* PETUNJUK TUGAS
Jawab pertanyaan berikut berdasarkan teks tentang nabi dan rasul di bawah.
(a) Siapa yang disebut sebagai nabi terakhir?
(b) Apa arti kata rasul?
(c) Ayat mana yang dikutip setelah kalimat "Allah berfirman"?

Oleh karena tugas yang telah diembannya tersebut membimbing manusia
ke jalan yang benar, maka sebagai umat muslim kita perlu mengenal siapa saja
nabi dan rasul yang diutus Allah. Tidak hanya nama, kita juga harus mengetahui
tugas-tugas beliau, sifat-sifat beliau dan bagaimana cara dakwah para nabi dan
rasul dalam mentauhidkan Allah SWT. Khususnya kepada Nabi Muhammad SAW sebagai
nabi terakhir sebagai tauladan dan pemberi rahmat bagi seluruh alam.
II.
RUMUSAN
MASALAH
A.
Apa yang
Dimaksud dengan Nabi dan Rasul ?
B.
Berapa
Jumlah Nabi dan Rasul yang Telah Dipilih oleh Allah?
C.
Bagaimana
Sifat-sifat Nabi dan Rasul Allah?
D.
Bagaimana
Kemaksuman Para Nabi dan Rasul Allah?
E.
Mengapa
Nabi Muhammad Disebut sebagai Nabi Terakhir?
F.
Bagaimana
Cara Dakwah Nabi Muhammad SAW untuk Seluruh Umat?
A.
Pengertian
Nabi dan Rasul Allah
[1]Ar-Rasul (الرسول) diambil dari kata al-irsal ((الإرسال, yang berarti utusan dan pengaraha. Dengan demikian, rasul
berarti delegasi, yaitu orang yang membawa berita dari orang yang mengutusnya.
Allah berfirman :
وَإَنّىمُرْسِلَةٌ إِليْهِم بِهَدِيَّةٍ فَنَاظِرَةُ ۢ بِمَ يَرْجِعُ
الْمُرْسَلُونَ
“Dan sungguh, aku akan mengirim utusan kepada
mereka dengan (membawa) hadiah, dan (aku) akan menunggu apa yang akan dibawa
kembali oleh para utusan itu.” (An-Naml:35)

Entri pelabelan posisi objek
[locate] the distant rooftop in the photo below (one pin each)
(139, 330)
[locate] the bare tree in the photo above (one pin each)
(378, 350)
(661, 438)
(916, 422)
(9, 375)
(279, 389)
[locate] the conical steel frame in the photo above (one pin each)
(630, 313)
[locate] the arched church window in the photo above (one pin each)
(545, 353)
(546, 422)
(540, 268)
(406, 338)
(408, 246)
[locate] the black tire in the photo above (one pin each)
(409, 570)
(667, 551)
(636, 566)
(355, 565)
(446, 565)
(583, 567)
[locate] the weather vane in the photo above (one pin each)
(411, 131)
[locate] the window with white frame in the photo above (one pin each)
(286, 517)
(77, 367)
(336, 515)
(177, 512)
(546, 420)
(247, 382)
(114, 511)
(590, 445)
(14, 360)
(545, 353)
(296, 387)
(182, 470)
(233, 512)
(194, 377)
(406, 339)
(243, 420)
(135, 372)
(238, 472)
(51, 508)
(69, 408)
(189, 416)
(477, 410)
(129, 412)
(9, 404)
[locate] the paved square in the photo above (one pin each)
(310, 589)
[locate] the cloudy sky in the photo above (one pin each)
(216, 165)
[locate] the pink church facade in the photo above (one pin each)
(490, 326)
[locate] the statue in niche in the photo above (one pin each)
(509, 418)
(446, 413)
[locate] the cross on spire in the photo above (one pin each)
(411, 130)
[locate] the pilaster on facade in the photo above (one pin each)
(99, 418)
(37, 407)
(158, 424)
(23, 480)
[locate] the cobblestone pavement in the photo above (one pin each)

* HASIL TUGAS
(a) Nabi Muhammad SAW.
(b) Delegasi, yaitu orang yang membawa berita dari orang yang mengutusnya.
(c) An-Naml:35.